Text shown:
=======
Sunday, January 20, 2008

Barbs, Teardrops, HILO

Sorry for the delay since my last post. I've been busy ...

Procedure turns (PTs) are maneuvers that allow a pilot flying in instrument conditions to reverse direction and, if necessary, loose altitude. There are mainly two flavors of PTs depicted on Instrument Approach Procedures (IAPs) - the barb and the holding pattern (sometimes called Hold In Lieu Of a procedure turn or HILO). While conceptually simple, procedure turns can cause misunderstandings with air traffic control if the pilot is not up to speed on the regulations.

As always, don't use any of the following illustrations for actual navigation.

When flying the NDB version of the MOG NDB or GPS A approach, the procedure turn is required because the pilot must fly over the NDB station to establish his/her location prior to beginning the approach and descending. Knowing where you at the start of this approach procedure is important because there's plenty of terrain around to run into. You'd be cleared to MOG at a certain altitude, cross the station, turn outbound and track the 157˚ bearing from MOG for a minute or two, then turn to a heading of 112˚ for a minute (procedure turn outbound), then turn to 292˚, intercept the 337˚ bearing to MOG, and begin descending.

It's important to note that without GPS, RNAV, or other specialized equipment, you really don't know exactly where you are while flying the procedure turn. You only have positive course guidance when you are flying inbound or outbound from the NDB and you only know exactly where you are when you cross over the NDB or when you descend out of the clouds and obtain sufficient visual references.

The most common procedure turn is the 45˚shown below. Cross the Final Approach Fix and fly outbound for a minute or two (depending on the wind and your aircraft's performance), then turn 45˚ in the direction of the barb and fly for a minute, the do a standard rate 180˚ turn and intercept the inbound course.

Another accepted procedure turn is the 80/260. Once outbound on the approach course, turn 80˚ in the direction of the barb, then immediately turn 260˚ in the opposite direction to intercept the inbound course.

You can also fly a teardrop procedure turn, but it's a little more complicated. Cross the final approach fix and proceed outbound for 1 or 2 minutes (depending on the wind and your aircraft's performance). Then you turn either 30˚, 20˚, or 10˚. How long you fly outbound depends on the offset chosen; 30˚ for 1 minute, 20˚ for 2 minutes, or 10˚ for 3 minutes. When the alloted time is up, make a standard rate turn back to the inbound course, depending on the offset you chose: For 30° turn 210˚, for 20˚ turn 200˚, and for 10˚ turn 180˚. That's a lot to remember, but it gives you added flexibility in how long you want to make the procedure turn last.
=======
Collected material:

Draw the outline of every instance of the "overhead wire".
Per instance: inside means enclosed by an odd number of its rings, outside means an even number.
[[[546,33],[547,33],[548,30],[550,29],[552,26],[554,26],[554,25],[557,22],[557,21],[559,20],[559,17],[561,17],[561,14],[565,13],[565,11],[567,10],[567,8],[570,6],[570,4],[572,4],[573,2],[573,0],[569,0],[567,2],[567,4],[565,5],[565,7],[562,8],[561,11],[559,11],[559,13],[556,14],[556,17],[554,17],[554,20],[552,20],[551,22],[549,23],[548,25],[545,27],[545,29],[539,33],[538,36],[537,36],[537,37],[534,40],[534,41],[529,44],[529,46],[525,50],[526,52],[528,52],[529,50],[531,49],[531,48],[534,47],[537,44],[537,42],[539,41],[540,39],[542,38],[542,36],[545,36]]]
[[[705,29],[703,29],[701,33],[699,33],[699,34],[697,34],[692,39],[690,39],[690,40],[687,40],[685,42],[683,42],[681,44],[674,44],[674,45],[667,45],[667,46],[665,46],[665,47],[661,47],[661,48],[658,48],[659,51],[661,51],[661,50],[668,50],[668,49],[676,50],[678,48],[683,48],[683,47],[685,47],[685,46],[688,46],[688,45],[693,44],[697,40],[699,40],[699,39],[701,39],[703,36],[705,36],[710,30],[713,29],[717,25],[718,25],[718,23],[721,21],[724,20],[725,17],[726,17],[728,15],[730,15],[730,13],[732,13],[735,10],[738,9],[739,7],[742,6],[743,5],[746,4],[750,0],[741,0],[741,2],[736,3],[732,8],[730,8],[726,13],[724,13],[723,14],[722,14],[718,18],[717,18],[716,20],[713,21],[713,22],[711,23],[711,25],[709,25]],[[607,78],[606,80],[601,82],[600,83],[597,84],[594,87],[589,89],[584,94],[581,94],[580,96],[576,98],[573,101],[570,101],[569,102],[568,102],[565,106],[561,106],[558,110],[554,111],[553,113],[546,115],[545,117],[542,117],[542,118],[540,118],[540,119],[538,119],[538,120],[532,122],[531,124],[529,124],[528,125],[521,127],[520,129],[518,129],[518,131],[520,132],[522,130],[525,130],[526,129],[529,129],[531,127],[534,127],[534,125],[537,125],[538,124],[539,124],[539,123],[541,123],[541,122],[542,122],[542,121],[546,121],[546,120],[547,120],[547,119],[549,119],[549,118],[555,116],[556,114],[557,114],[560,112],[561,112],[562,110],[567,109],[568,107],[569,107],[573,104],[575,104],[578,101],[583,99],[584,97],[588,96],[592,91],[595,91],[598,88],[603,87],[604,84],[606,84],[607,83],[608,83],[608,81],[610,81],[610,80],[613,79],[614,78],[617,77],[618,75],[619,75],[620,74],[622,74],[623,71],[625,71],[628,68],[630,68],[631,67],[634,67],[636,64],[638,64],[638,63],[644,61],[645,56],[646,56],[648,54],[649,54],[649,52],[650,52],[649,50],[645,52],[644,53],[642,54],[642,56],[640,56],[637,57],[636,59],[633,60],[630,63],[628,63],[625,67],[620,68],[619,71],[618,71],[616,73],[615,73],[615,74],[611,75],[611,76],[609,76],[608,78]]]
=======
Parts of the exercise:
a) From the procedure turn post, please print the passage that begins at the words "Sunday, January 20, 2008" and ends after the words "on the regulations.".
b) Translate this sentence from the procedure turn post into Spanish: "Another accepted procedure turn is the 80/260."
c) Pick up the procedure turn post where it stops and continue it.

Responses:
a)
Sunday, January 20, 2008

Barbs, Teardrops, HILO

Sorry for the delay since my last post. I've been busy ...

Procedure turns (PTs) are maneuvers that allow a pilot flying in instrument conditions to reverse direction and, if necessary, loose altitude. There are mainly two flavors of PTs depicted on Instrument Approach Procedures (IAPs) - the barb and the holding pattern (sometimes called Hold In Lieu Of a procedure turn or HILO). While conceptually simple, procedure turns can cause misunderstandings with air traffic control if the pilot is not up to speed on the regulations.

b) Otro viraje de procedimiento aceptado es el 80/260.

c)
On many (most?) procedures where the barb is depicted, the PT is neither required nor expected (more on this later) when you are being vectored by ATC. But if you need to fly the PT, you can maneuver however you want as long as you stay on the same side of the approach course where the barb is depicted. You also must stay within the distance depicted, usually 10 nautical miles from the final approach fix.

Some IAPs depict a holding pattern that can be used for course reversal and I'll refer to these as HILO (Hold In Lieu Of a procedure turn). In these cases, you have to enter and fly the hold as depicted. As you turn inbound in the holding pattern, you'll be established on the approach course. The holding pattern at WINCH (shown below) may or may not be required, depending on how you approach the fix. For RNAV approaches, the Garmin units will ask you if you want to fly the hold when you load the approach, but they don't ask for other types of approaches like VOR, ILS, or LDA approaches.

Often ATC will ask you to "report procedure turn inbound" and many pilots do not understand what this means. "Procedure turn inbound" does not just mean that you've begun your turn to intercept the approach course. It means you have completed your course reversal and you are established on the inbound approach course. Seasoned controllers will often avoid the potential confusion by just asking you to "report established inbound."

When I did my first 135 indoc training several years ago, I was impressed by how Director of Ops cut the Gordian knot when he described whether or not to execute a procedure turn or a HILO on a vectored approach:

"Don't" was the simple answer.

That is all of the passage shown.